* GOAL OF THE EXERCISE
Quote every line as written. Omit pictures.

Image location labeling entries:
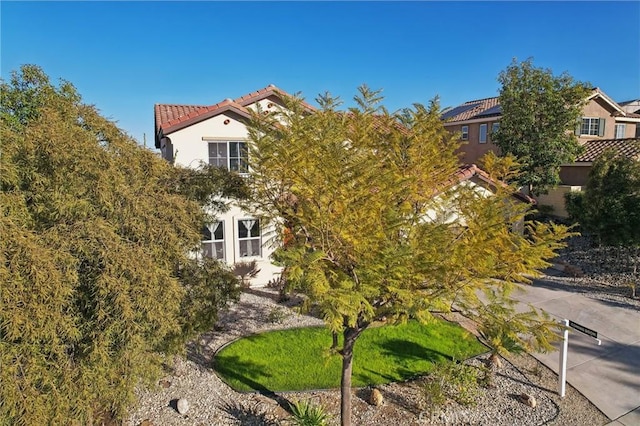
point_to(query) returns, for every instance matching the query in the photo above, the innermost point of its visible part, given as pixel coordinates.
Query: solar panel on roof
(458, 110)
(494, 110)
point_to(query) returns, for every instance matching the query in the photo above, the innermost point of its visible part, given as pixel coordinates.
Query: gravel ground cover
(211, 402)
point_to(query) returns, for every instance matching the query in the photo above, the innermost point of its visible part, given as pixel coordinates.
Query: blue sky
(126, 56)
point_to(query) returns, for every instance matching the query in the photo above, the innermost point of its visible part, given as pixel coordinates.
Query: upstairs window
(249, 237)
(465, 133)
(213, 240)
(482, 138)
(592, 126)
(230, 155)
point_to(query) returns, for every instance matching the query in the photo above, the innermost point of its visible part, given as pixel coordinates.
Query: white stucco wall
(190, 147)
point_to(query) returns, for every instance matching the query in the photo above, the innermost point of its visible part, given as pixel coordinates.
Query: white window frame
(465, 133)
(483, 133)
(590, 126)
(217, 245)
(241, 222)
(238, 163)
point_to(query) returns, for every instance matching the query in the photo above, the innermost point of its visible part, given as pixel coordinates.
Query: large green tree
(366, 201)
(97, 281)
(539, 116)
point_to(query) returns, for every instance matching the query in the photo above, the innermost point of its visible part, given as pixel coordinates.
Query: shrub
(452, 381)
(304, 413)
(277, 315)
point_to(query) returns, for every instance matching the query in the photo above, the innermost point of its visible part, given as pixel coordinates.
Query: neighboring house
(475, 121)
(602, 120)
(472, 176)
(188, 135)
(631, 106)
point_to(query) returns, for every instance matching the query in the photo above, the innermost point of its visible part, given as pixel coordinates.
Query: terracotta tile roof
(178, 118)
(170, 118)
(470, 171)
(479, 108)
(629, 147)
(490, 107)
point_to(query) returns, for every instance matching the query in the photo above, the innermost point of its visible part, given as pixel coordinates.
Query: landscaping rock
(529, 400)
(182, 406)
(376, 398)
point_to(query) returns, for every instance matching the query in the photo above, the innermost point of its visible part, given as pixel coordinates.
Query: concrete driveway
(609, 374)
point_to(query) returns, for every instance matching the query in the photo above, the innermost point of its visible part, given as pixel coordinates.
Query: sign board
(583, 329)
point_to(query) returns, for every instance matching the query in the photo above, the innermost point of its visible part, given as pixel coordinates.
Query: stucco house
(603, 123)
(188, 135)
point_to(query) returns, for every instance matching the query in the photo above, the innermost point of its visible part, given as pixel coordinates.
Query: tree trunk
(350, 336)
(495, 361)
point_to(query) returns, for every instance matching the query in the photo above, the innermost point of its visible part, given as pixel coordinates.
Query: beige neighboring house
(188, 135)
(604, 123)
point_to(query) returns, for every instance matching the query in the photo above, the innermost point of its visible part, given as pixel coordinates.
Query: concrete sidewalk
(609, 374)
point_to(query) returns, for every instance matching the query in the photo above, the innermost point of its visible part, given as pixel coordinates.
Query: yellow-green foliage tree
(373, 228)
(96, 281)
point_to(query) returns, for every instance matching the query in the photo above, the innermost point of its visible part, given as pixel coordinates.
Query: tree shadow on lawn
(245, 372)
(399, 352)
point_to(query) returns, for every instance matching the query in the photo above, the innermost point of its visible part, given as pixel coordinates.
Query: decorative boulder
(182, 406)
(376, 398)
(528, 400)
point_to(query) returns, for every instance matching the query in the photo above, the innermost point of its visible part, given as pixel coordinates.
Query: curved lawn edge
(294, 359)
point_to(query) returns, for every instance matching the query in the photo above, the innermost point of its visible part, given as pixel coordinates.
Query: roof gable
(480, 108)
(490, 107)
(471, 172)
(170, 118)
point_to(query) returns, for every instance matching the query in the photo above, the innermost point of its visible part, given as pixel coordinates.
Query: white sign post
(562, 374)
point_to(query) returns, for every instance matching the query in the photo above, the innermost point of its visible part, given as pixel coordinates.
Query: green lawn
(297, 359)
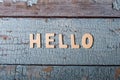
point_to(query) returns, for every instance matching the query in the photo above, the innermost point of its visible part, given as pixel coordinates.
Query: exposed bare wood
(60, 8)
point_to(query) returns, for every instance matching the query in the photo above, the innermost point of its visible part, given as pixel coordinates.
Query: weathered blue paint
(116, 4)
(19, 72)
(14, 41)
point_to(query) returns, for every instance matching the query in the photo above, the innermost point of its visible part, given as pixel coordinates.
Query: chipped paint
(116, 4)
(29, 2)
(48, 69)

* EXERCISE RESULT
point_to(query) returns, for every instance matching the query in the photo above, the innermost point of its visible part, given as pixel coordinates.
Query: solar panel on roof
(458, 110)
(494, 110)
point_to(query) returns, for every instance matching the query in the photo above, the innermost point of its visible part, given as pixel coordinates.
Query: gravel ground cover
(211, 402)
point_to(query) returns, for every instance matching the query in the photo above, the innermost point of its visible part, given as pixel coordinates.
Query: blue sky
(126, 56)
point_to(query) returns, for every instance matching the query in the photo above, the innermost point of its visible part, given as pixel coordinates.
Query: upstairs window
(249, 237)
(465, 133)
(213, 240)
(482, 138)
(592, 126)
(230, 155)
point_to(query) returns, for every instance matching the query in the photo above, the innermost point of its visible part, given as pixel coordinates.
Query: white stucco wall
(190, 147)
point_to(query) returns, for every instance matching the query in the photo above, the innermost point of its visible part, given as pixel coordinates.
Query: white window frame
(465, 133)
(483, 133)
(590, 126)
(217, 245)
(241, 222)
(238, 163)
point_to(query) returns, for every instance matching the query in the photo above, the innermost point of its visible part, given as pixel coordinates.
Query: large green tree
(366, 201)
(97, 281)
(539, 116)
point_to(query) returns, for every instance matching the query in the photo above, the innermost point of its visible part, given as pixel coordinates.
Query: shrub
(452, 381)
(304, 413)
(277, 315)
point_to(query) returns, for every instance matching the query in the photo above, the innermost point of its visible part, given as pixel coordinates.
Query: neighboring house
(475, 121)
(602, 120)
(472, 176)
(188, 135)
(631, 106)
point_to(query) returns, for every instance matching the query in the photo above, the innermost point of its visible part, given as pixel coordinates.
Query: terracotta tile roof
(178, 118)
(170, 118)
(470, 171)
(479, 108)
(629, 147)
(490, 107)
point_to(query) returns, for every instance matching the query in the photo above, the innermost point of its visible part, given as pixel coordinates.
Query: landscaping rock
(529, 400)
(182, 406)
(376, 398)
point_to(query) returns, for every instance matching the query in the photo above, the innermost point of its visible part, given as pixel coordinates.
Query: concrete driveway
(609, 374)
point_to(query) returns, for every instance matching the query in the photo above, the innermost point of its visible part, given as pixel coordinates.
Query: sign board
(583, 329)
point_to(query) returns, for every instance matching the query in the photo above, the innermost point of its visible part, given as pixel coordinates.
Query: stucco house
(603, 123)
(188, 135)
point_to(query) returns, for every instance matching the query in the photo above, the innermost point of its visible part, given as pixel coordinates.
Query: tree trunk
(350, 336)
(495, 361)
point_to(query) returns, for every instance matching the query in the photo above, the innermost point of its visible part, given as pixel coordinates.
Query: beige neighboring house
(188, 135)
(604, 123)
point_to(query) returns, for every instance matching the query in the photo above, the innermost point of its visible part, given as pixel coordinates.
Query: concrete sidewalk
(609, 374)
point_to(query) returns, for every instance matching the query in the photo above, the innermost point of its visible part, given as pixel coordinates.
Query: yellow-green foliage tree
(373, 228)
(96, 281)
point_to(query) returns, for every instance matching the query in the photo above, the innermost point of its visible part, given as pixel coordinates.
Query: tree shadow on lawn
(245, 372)
(399, 352)
point_to(query) returns, for every instance matching the query in the photo above, the innermost point of its visible part, given as pixel coordinates.
Query: decorative boulder
(182, 406)
(376, 398)
(528, 400)
point_to(query) returns, for every instance matching the query in the photo above, the innermost point of its visible part, given as pixel coordinates.
Query: curved lawn edge
(294, 359)
point_to(query) returns, for every instance matching the query in the photo above, the innermost point of its visible part, given as pixel coordinates.
Query: roof gable
(480, 108)
(490, 107)
(471, 172)
(170, 118)
point_to(query) returns, for every instance matching the query in the photo above, the innermost point of its visible part, given as pixel coordinates.
Query: white sign post
(562, 374)
point_to(query) returns, for every instance matching the query in the photo above, the innermost point of its visible part, given as pixel coordinates.
Query: green lawn
(297, 359)
point_to(query) returns, for every instance matching the query in the photo above, the innermost point of its visible part, given as pixel coordinates.
Query: exposed bare wood
(60, 8)
point_to(query) returns, for every instance matching the query in the photo above, the innermost point of its visible part, given as pixel coordinates.
Query: weathered blue paint
(116, 4)
(19, 72)
(14, 41)
point_to(query) returns, for every instance matching the query in the photo above, the innermost point of its visible part, given as pixel coordinates.
Query: chipped paint
(116, 4)
(29, 2)
(48, 69)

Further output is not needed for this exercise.